══ Data shown

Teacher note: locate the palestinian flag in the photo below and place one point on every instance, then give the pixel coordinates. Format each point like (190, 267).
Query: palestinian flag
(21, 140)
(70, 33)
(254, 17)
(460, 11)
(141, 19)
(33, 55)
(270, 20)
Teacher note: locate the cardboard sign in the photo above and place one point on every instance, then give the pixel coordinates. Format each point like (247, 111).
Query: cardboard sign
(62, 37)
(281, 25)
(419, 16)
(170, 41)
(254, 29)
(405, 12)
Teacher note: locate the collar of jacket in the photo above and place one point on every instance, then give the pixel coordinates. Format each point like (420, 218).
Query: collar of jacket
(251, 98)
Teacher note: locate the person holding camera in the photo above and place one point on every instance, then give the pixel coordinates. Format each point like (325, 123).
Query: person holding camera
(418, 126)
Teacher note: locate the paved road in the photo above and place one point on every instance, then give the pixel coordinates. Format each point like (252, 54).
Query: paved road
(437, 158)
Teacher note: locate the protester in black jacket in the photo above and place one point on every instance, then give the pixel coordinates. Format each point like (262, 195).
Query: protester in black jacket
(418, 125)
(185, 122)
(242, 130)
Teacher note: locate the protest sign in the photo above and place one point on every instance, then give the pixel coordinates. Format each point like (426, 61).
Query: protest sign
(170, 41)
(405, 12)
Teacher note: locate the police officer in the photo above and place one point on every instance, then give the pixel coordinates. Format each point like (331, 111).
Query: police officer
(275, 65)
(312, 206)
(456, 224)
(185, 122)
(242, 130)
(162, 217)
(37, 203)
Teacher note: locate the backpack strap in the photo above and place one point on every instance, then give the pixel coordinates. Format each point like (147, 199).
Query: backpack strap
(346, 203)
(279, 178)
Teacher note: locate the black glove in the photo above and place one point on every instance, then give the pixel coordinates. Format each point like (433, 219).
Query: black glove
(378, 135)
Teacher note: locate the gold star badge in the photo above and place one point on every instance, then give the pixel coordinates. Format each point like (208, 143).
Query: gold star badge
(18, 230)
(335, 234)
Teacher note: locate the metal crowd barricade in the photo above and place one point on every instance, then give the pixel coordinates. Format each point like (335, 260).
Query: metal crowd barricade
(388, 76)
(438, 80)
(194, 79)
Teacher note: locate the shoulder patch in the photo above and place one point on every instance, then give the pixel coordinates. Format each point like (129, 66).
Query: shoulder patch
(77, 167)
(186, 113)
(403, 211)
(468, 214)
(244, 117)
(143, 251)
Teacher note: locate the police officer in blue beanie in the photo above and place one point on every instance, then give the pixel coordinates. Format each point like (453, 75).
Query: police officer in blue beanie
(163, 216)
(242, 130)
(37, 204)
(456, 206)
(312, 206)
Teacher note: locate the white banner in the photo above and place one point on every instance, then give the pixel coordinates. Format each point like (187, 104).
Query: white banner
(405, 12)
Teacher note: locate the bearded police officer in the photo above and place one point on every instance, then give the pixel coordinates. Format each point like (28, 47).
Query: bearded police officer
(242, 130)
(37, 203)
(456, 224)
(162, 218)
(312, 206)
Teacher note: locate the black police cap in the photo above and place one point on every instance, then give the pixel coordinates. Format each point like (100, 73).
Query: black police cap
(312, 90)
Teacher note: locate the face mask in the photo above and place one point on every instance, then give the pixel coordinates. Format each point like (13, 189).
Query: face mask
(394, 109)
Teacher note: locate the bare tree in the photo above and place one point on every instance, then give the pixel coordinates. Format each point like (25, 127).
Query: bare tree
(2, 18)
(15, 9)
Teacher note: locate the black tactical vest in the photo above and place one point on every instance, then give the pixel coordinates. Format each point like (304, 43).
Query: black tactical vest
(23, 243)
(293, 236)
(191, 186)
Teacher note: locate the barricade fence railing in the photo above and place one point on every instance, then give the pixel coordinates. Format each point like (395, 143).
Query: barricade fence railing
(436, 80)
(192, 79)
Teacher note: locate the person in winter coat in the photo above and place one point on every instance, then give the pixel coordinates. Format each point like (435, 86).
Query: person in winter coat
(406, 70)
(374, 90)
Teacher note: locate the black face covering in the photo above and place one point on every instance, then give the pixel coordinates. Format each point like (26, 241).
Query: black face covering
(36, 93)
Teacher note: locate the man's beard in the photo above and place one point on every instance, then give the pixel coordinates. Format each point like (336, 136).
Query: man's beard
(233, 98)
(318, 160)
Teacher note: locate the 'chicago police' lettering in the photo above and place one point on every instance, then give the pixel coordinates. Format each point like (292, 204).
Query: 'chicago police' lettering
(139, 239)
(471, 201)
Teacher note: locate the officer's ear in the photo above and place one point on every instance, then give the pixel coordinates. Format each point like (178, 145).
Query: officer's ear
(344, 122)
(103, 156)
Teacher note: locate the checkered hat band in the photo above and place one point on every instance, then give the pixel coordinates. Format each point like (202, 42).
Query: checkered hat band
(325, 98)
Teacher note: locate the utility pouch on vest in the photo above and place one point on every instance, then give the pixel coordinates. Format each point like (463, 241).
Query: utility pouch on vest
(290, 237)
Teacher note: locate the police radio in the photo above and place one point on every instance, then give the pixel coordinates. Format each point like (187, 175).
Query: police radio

════

▶ **Problem to work on**: Keep only the lines from the one containing "Teacher note: locate the checkered" to the end of the entries, and repeat them exactly.

▶ **Result**:
Teacher note: locate the checkered hat band in the photo above and place one point on every instance, then give the pixel coordinates. Format each point like (202, 42).
Query: checkered hat band
(325, 98)
Teacher note: locate the utility pouch on vest in the photo above and place one point on every instance, then give the pixel coordinates. Format each point like (463, 241).
Query: utility pouch on vest
(290, 237)
Teacher note: locate the police radio in the photo above and place one point on every instance, then give the pixel coordinates. Format each point like (187, 175).
Query: police radio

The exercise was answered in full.